Start of Excerpt provided
Economy

South Asia to see slower growth as war in Ukraine impedes recovery: World Bank

The region is projected to grow by 6.6 per cent in 2022 and by 6.3 per cent in 2023, according to the World Bank’s latest report

 
By DTE Staff
Published: Wednesday 13 April 2022
All countries in south Asia will face challenges ahead though gross domestic product growth continues to be solid during the recovery. Photo: iStock
All countries in south Asia will face challenges ahead though gross domestic product growth continues to be solid during the recovery. Photo: iStock All countries in south Asia will face challenges ahead though gross domestic product growth continues to be solid during the recovery. Photo: iStock

Economic growth in southern Asia will be slower than previously projected due to the impacts of the war in Ukraine and persistent economic challenges, the World Bank has said in its twice-a-year regional update released April 13, 2022.

Reshaping Norms: A New Way Forward projects the region to grow by 6.6 per cent in 2022 and by 6.3 per cent in 2023. The 2022 forecast has been revised downward by 1 percentage point, compared to the January projection.
End of Excerpt provided
Start of Supplied records
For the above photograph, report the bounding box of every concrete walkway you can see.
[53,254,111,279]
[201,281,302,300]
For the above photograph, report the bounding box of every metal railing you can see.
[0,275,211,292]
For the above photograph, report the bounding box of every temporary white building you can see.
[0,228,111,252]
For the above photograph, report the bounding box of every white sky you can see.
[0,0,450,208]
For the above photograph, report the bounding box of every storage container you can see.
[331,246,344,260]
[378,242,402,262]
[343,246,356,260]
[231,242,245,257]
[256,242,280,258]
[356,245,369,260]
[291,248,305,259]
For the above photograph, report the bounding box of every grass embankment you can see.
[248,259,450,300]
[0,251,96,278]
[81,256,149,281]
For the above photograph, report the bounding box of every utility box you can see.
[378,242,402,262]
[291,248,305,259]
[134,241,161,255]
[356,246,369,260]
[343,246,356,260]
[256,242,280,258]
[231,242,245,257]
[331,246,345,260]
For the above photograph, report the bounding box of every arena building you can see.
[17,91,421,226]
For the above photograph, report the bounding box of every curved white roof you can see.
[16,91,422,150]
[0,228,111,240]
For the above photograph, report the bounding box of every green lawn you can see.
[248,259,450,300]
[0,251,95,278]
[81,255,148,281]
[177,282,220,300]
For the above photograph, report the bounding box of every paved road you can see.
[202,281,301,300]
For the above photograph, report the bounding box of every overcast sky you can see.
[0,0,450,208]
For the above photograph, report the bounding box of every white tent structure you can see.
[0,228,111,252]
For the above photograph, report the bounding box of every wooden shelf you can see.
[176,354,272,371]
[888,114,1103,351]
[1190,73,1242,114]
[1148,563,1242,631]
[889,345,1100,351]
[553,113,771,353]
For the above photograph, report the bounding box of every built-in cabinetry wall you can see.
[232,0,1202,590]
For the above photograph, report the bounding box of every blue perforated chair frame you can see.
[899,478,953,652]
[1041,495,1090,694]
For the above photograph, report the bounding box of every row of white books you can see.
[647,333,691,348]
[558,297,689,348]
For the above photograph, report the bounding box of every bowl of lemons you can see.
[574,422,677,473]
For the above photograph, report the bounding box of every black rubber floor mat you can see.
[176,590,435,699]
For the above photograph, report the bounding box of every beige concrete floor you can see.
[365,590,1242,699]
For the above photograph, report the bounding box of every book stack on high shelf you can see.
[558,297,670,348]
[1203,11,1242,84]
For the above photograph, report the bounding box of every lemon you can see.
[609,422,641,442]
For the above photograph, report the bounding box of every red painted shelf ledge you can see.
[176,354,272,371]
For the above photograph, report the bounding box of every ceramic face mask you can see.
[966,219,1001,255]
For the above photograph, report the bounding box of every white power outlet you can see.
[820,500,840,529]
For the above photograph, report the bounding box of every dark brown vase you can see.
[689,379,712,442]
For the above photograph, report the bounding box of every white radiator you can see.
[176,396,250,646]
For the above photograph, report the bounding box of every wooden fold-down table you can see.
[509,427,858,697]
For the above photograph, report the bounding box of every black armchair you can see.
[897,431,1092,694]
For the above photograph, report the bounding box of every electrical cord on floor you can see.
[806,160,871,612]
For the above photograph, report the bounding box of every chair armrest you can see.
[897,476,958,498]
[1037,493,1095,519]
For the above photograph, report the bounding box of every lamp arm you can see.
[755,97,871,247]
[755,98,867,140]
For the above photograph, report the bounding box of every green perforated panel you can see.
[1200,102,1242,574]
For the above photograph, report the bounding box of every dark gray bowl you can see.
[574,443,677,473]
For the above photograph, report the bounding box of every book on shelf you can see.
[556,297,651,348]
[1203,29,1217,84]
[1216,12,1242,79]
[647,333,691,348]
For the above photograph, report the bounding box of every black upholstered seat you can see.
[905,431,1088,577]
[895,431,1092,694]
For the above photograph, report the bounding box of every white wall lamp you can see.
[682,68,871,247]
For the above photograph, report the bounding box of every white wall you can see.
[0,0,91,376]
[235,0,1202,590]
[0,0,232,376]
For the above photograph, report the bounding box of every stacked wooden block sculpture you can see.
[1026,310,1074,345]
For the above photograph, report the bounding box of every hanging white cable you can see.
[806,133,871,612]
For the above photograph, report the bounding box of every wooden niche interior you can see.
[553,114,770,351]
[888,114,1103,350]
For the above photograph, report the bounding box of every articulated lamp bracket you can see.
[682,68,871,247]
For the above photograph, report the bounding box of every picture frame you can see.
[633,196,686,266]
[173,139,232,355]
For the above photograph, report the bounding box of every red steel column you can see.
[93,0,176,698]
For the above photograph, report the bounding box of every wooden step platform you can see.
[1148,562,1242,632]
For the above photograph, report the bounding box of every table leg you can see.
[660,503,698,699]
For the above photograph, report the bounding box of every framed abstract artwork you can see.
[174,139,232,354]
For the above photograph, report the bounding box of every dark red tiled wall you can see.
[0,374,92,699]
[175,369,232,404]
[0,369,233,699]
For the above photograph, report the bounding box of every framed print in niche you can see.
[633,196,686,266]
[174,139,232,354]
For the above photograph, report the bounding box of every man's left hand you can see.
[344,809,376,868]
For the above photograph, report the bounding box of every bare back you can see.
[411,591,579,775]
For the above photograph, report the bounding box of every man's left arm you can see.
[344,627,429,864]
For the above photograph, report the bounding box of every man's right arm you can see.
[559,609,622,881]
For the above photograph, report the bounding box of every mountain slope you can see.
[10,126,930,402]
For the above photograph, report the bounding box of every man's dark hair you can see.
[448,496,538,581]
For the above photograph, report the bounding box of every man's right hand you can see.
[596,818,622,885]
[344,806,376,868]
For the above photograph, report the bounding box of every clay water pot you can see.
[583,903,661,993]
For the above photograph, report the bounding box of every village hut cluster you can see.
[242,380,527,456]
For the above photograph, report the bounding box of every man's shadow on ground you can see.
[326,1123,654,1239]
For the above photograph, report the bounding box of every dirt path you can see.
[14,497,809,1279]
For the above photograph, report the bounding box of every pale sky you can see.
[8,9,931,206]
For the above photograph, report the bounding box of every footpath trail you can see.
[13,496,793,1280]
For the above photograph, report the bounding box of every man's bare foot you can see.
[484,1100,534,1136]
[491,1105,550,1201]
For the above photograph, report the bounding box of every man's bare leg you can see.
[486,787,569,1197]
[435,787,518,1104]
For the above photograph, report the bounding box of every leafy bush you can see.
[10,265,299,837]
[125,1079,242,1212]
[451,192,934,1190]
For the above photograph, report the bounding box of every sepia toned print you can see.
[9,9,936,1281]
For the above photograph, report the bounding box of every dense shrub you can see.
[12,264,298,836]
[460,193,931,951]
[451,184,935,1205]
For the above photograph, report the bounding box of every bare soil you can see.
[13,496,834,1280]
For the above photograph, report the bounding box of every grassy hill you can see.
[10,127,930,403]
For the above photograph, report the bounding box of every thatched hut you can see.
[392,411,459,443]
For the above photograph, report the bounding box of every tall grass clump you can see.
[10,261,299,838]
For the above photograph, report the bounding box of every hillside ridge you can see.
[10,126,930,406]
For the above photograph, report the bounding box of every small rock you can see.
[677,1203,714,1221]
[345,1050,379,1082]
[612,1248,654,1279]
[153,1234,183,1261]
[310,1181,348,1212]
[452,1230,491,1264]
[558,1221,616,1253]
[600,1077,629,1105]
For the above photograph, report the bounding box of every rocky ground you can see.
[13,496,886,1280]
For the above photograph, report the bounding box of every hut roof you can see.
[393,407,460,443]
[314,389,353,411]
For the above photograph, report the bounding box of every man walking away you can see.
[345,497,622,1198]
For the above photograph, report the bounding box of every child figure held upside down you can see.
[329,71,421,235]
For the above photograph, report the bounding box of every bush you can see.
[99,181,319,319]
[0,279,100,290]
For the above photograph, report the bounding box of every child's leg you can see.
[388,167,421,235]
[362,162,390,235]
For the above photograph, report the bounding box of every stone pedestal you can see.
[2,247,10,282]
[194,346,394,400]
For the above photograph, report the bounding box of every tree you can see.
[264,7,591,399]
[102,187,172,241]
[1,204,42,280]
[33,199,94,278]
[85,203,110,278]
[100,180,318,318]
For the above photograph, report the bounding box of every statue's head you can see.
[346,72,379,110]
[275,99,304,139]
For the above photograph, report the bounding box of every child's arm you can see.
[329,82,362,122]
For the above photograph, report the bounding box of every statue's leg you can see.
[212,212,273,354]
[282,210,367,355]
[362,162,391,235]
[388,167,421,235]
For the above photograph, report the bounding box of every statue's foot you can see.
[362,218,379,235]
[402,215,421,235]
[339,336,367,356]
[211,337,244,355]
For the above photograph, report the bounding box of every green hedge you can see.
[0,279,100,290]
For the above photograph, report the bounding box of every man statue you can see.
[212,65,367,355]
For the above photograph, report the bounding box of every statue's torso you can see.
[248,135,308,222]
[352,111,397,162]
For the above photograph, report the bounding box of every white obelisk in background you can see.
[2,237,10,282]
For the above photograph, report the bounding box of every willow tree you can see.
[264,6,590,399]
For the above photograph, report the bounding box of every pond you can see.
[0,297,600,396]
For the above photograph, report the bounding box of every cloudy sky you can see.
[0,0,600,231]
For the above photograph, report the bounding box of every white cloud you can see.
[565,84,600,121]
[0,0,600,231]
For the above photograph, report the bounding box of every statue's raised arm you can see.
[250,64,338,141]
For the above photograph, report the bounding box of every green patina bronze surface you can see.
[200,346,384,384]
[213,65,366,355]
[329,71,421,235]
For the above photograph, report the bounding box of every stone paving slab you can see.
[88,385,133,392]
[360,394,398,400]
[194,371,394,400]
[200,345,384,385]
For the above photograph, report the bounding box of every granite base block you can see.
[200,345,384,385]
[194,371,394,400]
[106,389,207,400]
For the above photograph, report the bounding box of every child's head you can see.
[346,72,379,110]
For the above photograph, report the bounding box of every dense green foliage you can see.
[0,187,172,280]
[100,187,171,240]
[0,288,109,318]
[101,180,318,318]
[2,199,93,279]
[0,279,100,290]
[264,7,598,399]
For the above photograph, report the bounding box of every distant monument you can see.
End of Supplied records
◆ Brief: Could you print the full article on the World Bank's South Asia growth forecast, word for word?

◆ Task response:
Economy

South Asia to see slower growth as war in Ukraine impedes recovery: World Bank

The region is projected to grow by 6.6 per cent in 2022 and by 6.3 per cent in 2023, according to the World Bank’s latest report

 
By DTE Staff
Published: Wednesday 13 April 2022
All countries in south Asia will face challenges ahead though gross domestic product growth continues to be solid during the recovery. Photo: iStock
All countries in south Asia will face challenges ahead though gross domestic product growth continues to be solid during the recovery. Photo: iStock All countries in south Asia will face challenges ahead though gross domestic product growth continues to be solid during the recovery. Photo: iStock

Economic growth in southern Asia will be slower than previously projected due to the impacts of the war in Ukraine and persistent economic challenges, the World Bank has said in its twice-a-year regional update released April 13, 2022.

Reshaping Norms: A New Way Forward projects the region to grow by 6.6 per cent in 2022 and by 6.3 per cent in 2023. The 2022 forecast has been revised downward by 1 percentage point, compared to the January projection.